THINGS TO DO:
A. In the forum thread about the Nagauta Symphony 'Tsurukame', how many years has Bookman been listening to classical music?
B. Continue the forum thread about Koscak Yamada's Nagauta Symphony 'Tsurukame', starting after its final line.

EXTRACT TO READ:
####################
# Nagauta Symphony, 'Tsurukame', 1934, by Koscak Yamada



## Bookman (Mar 8, 2011)

Ok, listen up people:

Download the above piece of music, available freely and without complication at http://classical-music-online.net/en/production/17337, (you may have to create a free account).

I have been listening intently, hungrily, searchingly, to classical music for 60 years, and this, in its unique way, is the most interesting piece i have come upon in oh a very long time.

I want opinions of this piece, I want to create converts, I want to hear opinions, but, please, not from anyone who has not listened carefully to this (40Mb, 17:30) piece at least three times, ok?, nor from stupids.

Admittedly the culture-shock alone makes for difficult digestion, - which it did at first for me, for I am not overly a fan of Eastern music, - but repeated playing, - for I may be old, but I am hungry and faithfast still, - makes for a very remarkable experience.

Save for a brief entry in the post: "Some Great Lesser Known Symphonies You Should Hear", this is my first, maybe my only, posting.

So: feedback, people!, but, as I say, listen thrice, employ that which the young these days so rarely possess: patience, faith! There is something, - I know not what, - in this work which can address many and diverse tastes.

Bookman


----------



## clavichorder (May 2, 2011)

Since you speak very highly of it, I hope I will have the follow through to give it a try sometime. Just being honest. But I would like to.


----------



## Bookman (Mar 8, 2011)
####################
COLLECTED DATA:
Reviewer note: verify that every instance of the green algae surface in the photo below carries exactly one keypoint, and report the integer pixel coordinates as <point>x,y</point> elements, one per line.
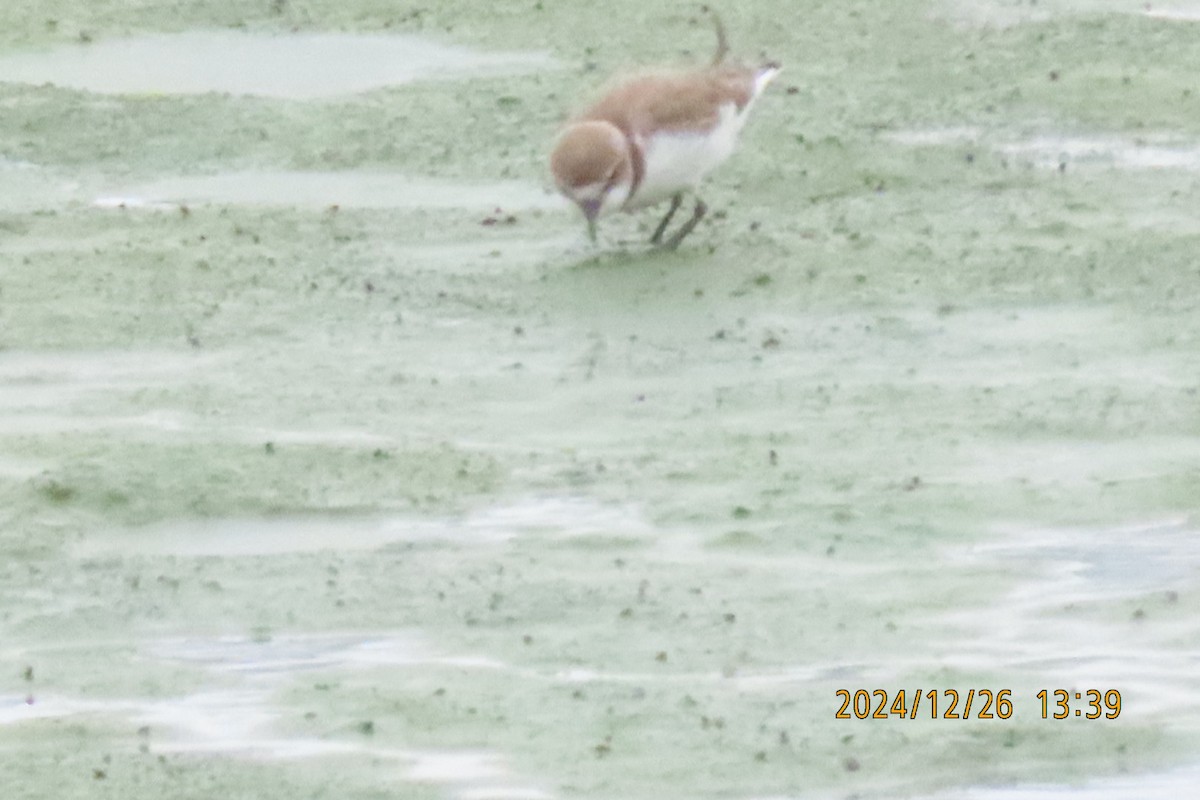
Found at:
<point>305,494</point>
####################
TASK RESPONSES:
A. 60 years.

B.
*Pussies!*

In two weeks: 60 views but only one limp response; seems I was too outspoken, too challenging of that courage, clearly unevidenced here, which a true listener, a true hunter after man's rare musical magics, must possess, the hunger too, - for the hungry do not, as do the fatted, look upon a morsel with first a faulting eye, - if he is to achieve a less incomplete wholeness.

I understand: style over content: my message, wanting of nicely weasel words, was taken for the medium, - an error usually occasioned simply by want of years, maturity, - and what was delivered in a no nonsense manner was invalidated by those two staples of youth: affront and petulance, which delightfully often provide very welcome distractions from serious searching for solutions, or from undertaking any endeavour which requires more than the charity of a token effort. Ah, youth will risk its very neck on a skateboard or motorbike, but to venture the mind riskless upon the commitment of an hour, no: too much work, too imperially ordered, ha!, as if taste was wholly a personal matter, when it is not.

It was all anyway an experiment, merely an exercise in powerlessness, a look into this posting and sharing phenomenon, a whim, an old fart's little hope that, despite all efforts, we are not all quite so absolutely alone in our listening as we imagine. We are, irrevocably.

Goodbye, talkclassical


----------



## violadude (May 2, 2011)

Hm I liked the piece, it wasn't really a culture shock for me at all, given that I already love Eastern music. Thanks for introducing me bookman!  Actually I just noticed this thread today. Had you stuck around a little longer you would have seen my high praise of this piece. It's too bad you were so rash about your decision to leave.


----------



## clavichorder (May 2, 2011)

He's still here, signed on. I actually am listening to the piece right now. I had forgotten of my "limp" non-commitally phrased, commitment. It would seem like bookman thinks that my lack of follow through speaks for the rest of the forum.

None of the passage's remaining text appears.